Keine Erklärungspflicht für Kleinunternehmer

Mit dem noch nicht verabschiedeten Wachstumschancengesetz soll die Verpflichtung zur Abgabe von Umsatzsteuer-Voranmeldungen bzw. Umsatzsteuer-Jahreserklärungen für Kleinunternehmer wegfallen. Die Begünstigung soll jedoch nicht greifen, sofern der Kleinunternehmer als Leistungsempfänger nach § 13b UStG die Umsatzsteuer schuldet („Umkehr der Steuerschuldnerschaft“, sog. Reverse-Charge-Verfahren), die Fahrzeugeinzelbesteuerung zur Anwendung kommt oder die Finanzverwaltung eine Erklärung anfordert.

Beabsichtigt war, dass die Neuerung bereits ab dem Besteuerungszeitraum 2023 greift. Da das Wachstumschancengesetz jedoch bislang nicht verabschiedet werden konnte, ist die Wirkung ab 2023 fraglich.
════════════════
* **Zu lösende Aufgaben**
1. Entscheiden Sie für jede der Aussagen (a) bis (c), ob sie mit dem Text zur Erklärungspflicht für Kleinunternehmer übereinstimmt, und antworten Sie jeweils mit Ja oder Nein samt der entscheidenden Textstelle im genauen Wortlaut.
(a) Das Wachstumschancengesetz ist bereits verabschiedet.
(b) Die Befreiung von der Erklärungspflicht gilt nicht, wenn die Finanzverwaltung eine Erklärung anfordert.
(c) Die Neuerung sollte ab dem Besteuerungszeitraum 2024 greifen.
2. Beantworten Sie anhand des Textes zur Erklärungspflicht für Kleinunternehmer die folgenden Fragen.
(a) Welche Erklärungen sollen für Kleinunternehmer künftig nicht mehr abzugeben sein?
(b) Nach welcher Vorschrift schuldet der Kleinunternehmer als Leistungsempfänger die Umsatzsteuer?
(c) Weshalb ist die Wirkung der Neuerung ab 2023 fraglich?
Das Material spielt hierbei keine Rolle.

* **Bereitgestelltes Material**
════════════════
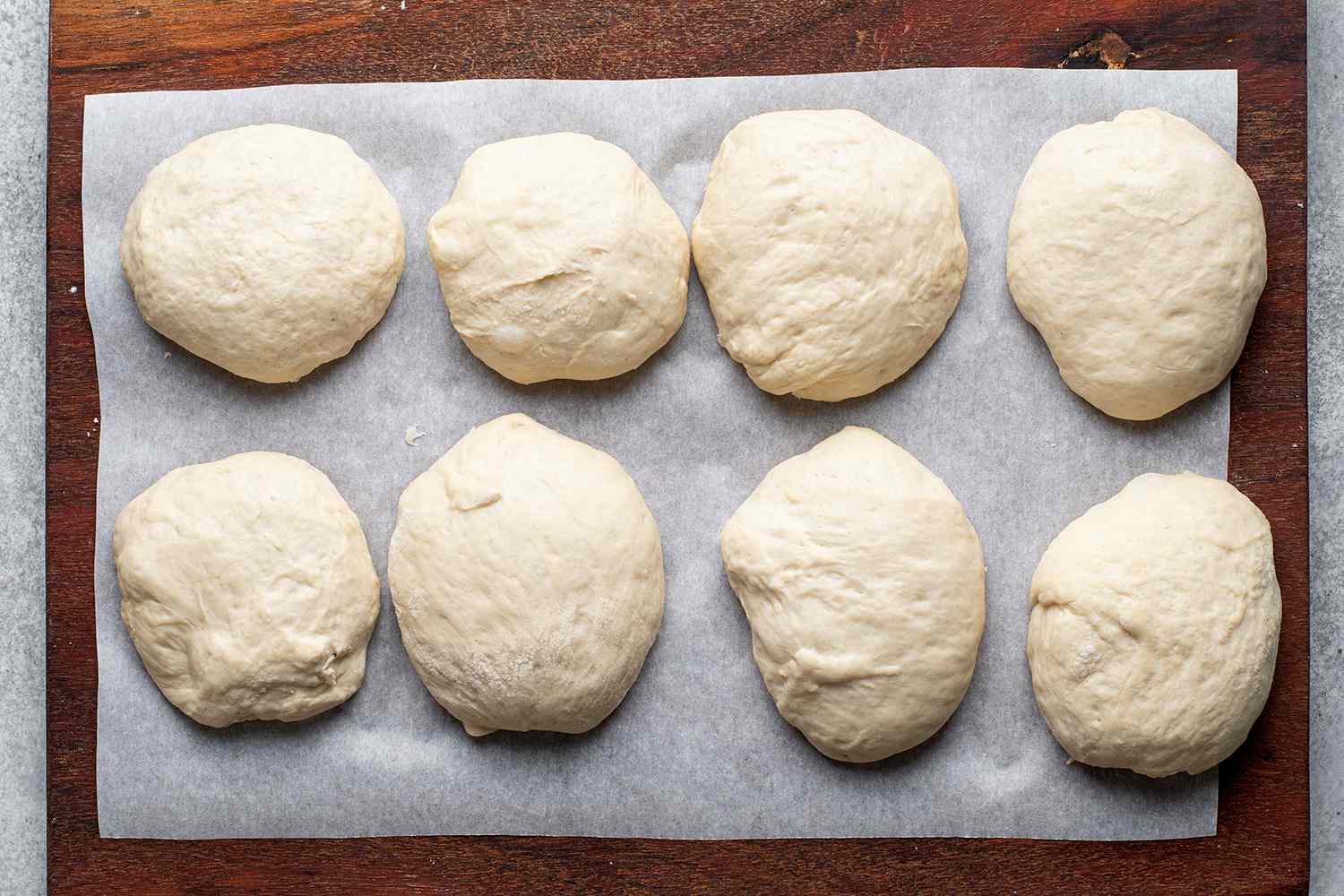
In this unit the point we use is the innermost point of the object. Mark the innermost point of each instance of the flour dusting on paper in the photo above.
(696, 748)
════════════════
* **Vollständige Lösungen**
1.
(a) Nein: „Mit dem noch nicht verabschiedeten Wachstumschancengesetz“
(b) Ja: „Die Begünstigung soll jedoch nicht greifen, sofern“ … „die Finanzverwaltung eine Erklärung anfordert.“
(c) Nein: „Beabsichtigt war, dass die Neuerung bereits ab dem Besteuerungszeitraum 2023 greift.“

2.
(a) Umsatzsteuer-Voranmeldungen bzw. Umsatzsteuer-Jahreserklärungen.
(b) Nach § 13b UStG.
(c) Weil das Wachstumschancengesetz bislang nicht verabschiedet werden konnte.